=== ACTIVITY ===
Would you copy every line of the listing below that includes the word "field"?

=== INFORMATION PROVIDED ===
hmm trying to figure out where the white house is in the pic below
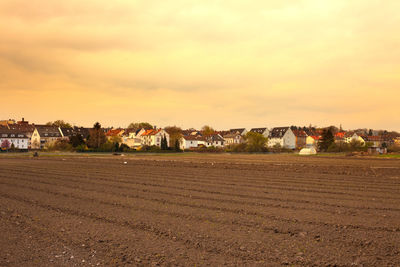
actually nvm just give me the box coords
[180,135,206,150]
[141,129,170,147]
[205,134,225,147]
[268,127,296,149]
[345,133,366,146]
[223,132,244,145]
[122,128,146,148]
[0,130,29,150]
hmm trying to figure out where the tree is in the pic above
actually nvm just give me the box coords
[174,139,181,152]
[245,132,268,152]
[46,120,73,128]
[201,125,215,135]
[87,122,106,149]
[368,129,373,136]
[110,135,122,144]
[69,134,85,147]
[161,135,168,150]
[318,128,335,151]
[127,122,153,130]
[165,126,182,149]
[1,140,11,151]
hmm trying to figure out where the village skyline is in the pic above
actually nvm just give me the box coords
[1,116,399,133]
---
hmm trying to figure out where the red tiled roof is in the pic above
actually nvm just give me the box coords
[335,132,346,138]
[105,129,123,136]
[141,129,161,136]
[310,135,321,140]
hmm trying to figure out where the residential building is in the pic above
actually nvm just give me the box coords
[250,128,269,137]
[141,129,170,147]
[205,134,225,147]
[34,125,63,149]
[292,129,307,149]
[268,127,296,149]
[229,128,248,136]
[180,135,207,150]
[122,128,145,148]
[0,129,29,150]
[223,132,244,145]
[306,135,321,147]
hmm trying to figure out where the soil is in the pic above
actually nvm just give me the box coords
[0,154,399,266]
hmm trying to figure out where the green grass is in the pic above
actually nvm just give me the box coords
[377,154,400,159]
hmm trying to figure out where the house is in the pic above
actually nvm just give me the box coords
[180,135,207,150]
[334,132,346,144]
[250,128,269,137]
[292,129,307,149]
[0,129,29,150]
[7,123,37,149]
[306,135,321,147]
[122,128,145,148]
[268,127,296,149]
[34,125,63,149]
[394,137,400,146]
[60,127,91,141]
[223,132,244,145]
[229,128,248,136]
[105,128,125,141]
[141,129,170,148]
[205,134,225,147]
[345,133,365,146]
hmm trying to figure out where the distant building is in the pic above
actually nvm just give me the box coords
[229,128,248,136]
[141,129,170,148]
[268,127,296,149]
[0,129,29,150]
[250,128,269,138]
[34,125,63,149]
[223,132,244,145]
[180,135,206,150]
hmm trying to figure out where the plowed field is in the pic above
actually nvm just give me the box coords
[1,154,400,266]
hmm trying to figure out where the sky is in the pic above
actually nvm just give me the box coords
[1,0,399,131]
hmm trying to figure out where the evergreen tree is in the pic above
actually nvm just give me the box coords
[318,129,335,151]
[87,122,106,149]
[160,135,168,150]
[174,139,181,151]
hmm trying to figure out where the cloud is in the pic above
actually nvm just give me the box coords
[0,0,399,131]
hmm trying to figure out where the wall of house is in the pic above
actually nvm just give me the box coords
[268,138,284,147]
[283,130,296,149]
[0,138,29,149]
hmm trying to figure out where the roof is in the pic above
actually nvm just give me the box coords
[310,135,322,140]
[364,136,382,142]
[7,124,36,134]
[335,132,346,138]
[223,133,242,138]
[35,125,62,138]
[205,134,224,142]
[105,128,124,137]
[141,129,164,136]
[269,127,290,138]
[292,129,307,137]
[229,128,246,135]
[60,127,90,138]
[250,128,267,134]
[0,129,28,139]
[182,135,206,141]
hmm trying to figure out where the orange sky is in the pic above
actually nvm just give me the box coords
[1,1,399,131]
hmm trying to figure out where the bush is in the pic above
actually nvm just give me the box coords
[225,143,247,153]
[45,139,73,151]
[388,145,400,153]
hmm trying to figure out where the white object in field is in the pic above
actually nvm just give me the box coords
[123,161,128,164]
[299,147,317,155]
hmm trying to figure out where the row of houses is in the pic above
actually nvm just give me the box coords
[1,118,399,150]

=== TASK ANSWER ===
hmm trying to figure out where the plowed field is in the pic above
hmm trying to figure out where the white object in field is in the pic above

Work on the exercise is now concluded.